Le fait, pour un contribuable, de se soustraire frauduleusement à l’établissement ou au paiement de l’impôt constitue une fraude fiscale.

Dit simplement, le blanchiment constitue quant à lui le procédé visant à réintégrer des sommes issues du produit d’une infraction dans le système économique « légal ».

Dans l’espèce commentée, un contribuable était renvoyé devant le juge correctionnel des chefs de fraude fiscale et de blanchiment de cette même fraude, notamment pour s’être frauduleusement soustrait à l’établissement et au paiement de l’IR et de l’IFI puis en plaçant des avoirs non déclarés sur des comptes détenus à l’étranger et en convertissant le produit de l’infraction grâce à la constitution d’un trust aux Bahamas et à l’acquisition d’un terrain en Colombie.

Au titre du cinquième moyen développé à l’appui du pourvoi, la chambre criminelle était saisie de la question suivante : lorsqu’un contribuable blanchit le produit d’une fraude qu’il a lui-même commise, est-il possible de cumuler les infractions de fraude fiscale (art. 1741 CGI) et de blanchiment (art. 324-1 C.pén.) sans violer le principe ne bis in idem ?

S’appuyant expressément sur un de ces arrêts rendus le 15 décembre 2021 (n°21-81.864), la Cour de cassation répond par la positive en affirmant « qu’en cas de poursuites concomitantes, le principe ne bis in idem n’interdit le cumul de qualifications lors de la déclaration de culpabilité que lorsque les infractions retenues répriment des faits identiques ».

Aussi le principe ne bis in idem n’est-il pas atteint lorsque les qualifications procèdent de faits matériels distincts.

Consignes:
a: Répondez aux questions suivantes d'après l'extrait sur la fraude fiscale et le blanchiment :
(i) À l'établissement et au paiement de quels impôts le contribuable s'était-il frauduleusement soustrait ?
(ii) Dans quel pays le trust a-t-il été constitué ?
(iii) À quelle date a été rendu l'arrêt sur lequel s'appuie expressément la Cour de cassation ?
b: Poursuivez l'extrait sur la fraude fiscale et le blanchiment à partir de sa dernière phrase.
Les entrées qui suivent ne sont d'aucune utilité.

Entrées fournies:
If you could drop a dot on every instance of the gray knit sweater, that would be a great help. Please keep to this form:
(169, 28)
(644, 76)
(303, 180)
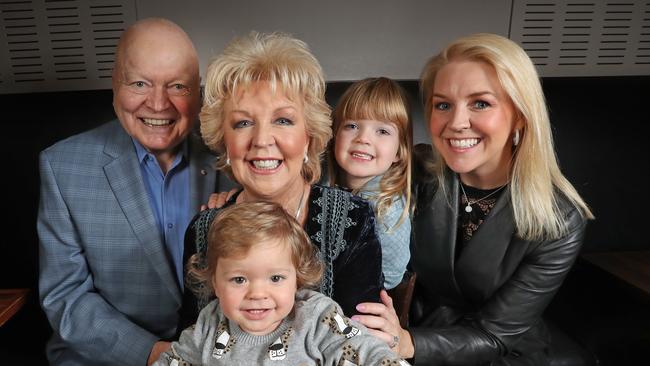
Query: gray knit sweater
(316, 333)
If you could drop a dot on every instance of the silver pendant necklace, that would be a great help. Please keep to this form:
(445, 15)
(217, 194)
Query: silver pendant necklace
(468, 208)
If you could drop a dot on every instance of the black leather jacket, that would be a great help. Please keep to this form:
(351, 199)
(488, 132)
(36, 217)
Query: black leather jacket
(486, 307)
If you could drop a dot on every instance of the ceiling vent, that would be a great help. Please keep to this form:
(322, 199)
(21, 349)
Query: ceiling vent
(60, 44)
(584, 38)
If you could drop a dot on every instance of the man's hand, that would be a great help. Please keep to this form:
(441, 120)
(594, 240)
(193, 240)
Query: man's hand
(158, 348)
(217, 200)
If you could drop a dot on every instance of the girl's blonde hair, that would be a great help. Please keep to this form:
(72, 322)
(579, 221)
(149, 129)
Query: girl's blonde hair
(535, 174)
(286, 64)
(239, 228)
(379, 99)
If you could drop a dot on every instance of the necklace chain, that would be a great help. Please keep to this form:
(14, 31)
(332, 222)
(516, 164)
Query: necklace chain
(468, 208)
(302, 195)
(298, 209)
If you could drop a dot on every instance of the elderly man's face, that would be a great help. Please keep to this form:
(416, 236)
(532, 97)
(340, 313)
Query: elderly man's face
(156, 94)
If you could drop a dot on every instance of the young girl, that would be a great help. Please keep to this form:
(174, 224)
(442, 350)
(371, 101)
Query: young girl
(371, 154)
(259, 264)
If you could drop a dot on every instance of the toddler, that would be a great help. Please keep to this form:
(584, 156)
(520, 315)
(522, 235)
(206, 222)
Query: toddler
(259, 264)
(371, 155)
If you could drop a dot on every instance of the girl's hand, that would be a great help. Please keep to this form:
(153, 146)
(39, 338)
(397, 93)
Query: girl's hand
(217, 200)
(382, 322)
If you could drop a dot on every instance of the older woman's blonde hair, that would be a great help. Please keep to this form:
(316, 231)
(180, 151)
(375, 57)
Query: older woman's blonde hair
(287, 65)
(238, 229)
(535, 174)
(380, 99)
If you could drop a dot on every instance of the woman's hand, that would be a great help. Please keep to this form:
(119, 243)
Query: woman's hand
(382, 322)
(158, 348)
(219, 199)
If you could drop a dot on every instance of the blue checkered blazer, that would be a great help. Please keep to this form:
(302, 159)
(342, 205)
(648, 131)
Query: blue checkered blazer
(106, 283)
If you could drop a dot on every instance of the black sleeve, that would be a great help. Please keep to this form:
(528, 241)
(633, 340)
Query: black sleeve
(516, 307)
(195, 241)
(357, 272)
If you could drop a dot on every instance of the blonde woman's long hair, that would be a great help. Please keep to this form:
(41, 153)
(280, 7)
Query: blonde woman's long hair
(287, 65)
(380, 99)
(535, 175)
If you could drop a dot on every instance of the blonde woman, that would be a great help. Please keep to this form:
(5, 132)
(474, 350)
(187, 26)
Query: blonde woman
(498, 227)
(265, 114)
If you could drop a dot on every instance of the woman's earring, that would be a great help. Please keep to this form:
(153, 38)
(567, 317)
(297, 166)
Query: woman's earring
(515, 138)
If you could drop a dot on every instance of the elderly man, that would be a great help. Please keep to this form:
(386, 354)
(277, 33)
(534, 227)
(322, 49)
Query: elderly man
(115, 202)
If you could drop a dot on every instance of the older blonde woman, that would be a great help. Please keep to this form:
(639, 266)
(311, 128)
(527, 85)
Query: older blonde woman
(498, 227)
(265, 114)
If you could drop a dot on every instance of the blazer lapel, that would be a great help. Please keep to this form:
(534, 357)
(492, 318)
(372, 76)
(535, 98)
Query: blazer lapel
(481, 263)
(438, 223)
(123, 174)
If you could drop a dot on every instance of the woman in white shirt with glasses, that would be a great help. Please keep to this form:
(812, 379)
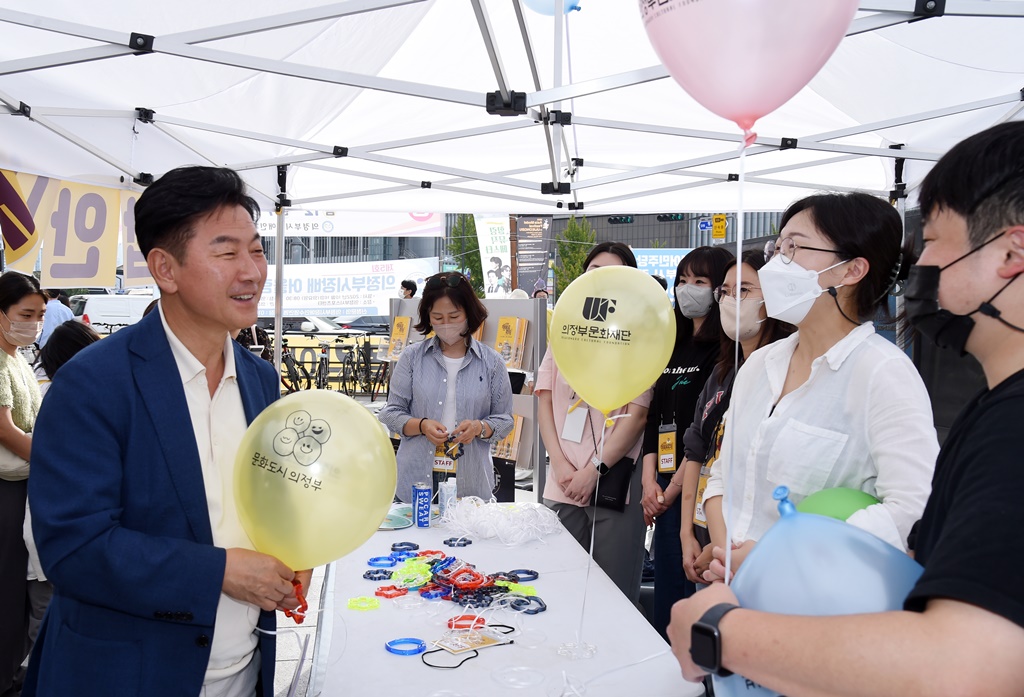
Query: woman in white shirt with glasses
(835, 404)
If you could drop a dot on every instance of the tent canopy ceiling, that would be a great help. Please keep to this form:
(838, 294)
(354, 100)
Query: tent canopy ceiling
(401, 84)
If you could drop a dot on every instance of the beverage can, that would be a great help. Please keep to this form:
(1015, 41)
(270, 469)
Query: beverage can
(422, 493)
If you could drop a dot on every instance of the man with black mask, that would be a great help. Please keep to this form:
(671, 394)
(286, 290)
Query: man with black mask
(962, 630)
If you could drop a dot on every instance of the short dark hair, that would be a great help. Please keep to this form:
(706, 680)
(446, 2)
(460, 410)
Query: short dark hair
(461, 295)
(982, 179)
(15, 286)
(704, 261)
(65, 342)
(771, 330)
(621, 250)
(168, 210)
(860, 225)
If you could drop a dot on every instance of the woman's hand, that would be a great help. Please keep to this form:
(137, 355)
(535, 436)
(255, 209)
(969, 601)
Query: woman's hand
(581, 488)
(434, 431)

Résultats:
a:
(i) L'IR et l'IFI.
(ii) Aux Bahamas.
(iii) Le 15 décembre 2021.

b:
Appliquant cette règle à la situation de l’espèce, la Cour de cassation autorise le cumul des qualifications de fraude fiscale et de son propre blanchiment, dès lors que « les déclarations de culpabilité des chefs de fraude fiscale et de blanchiment sont fondées sur des faits distincts, la première infraction étant constituée par l’absence de référence dans les déclarations faites par le prévenu à l’administration fiscale des avoirs détenus à l’étranger, ainsi que des revenus tirés de ces avoirs, tandis que la seconde est caractérisée par des opérations successives de dissimulation du produit de cette fraude, notamment réalisées au travers de l’ouverture et du fonctionnement de comptes bancaires à l’étranger ».

Une solution qui peut surprendre lorsqu’on sait que les éléments matériels de fraude fiscale et de blanchiment peuvent tous deux prendre la forme d’une « dissimulation ». Il faut donc retenir que le principe ne bis in idem doit être apprécié selon une analyse factuelle et non juridique des éléments matériels des qualifications en cause.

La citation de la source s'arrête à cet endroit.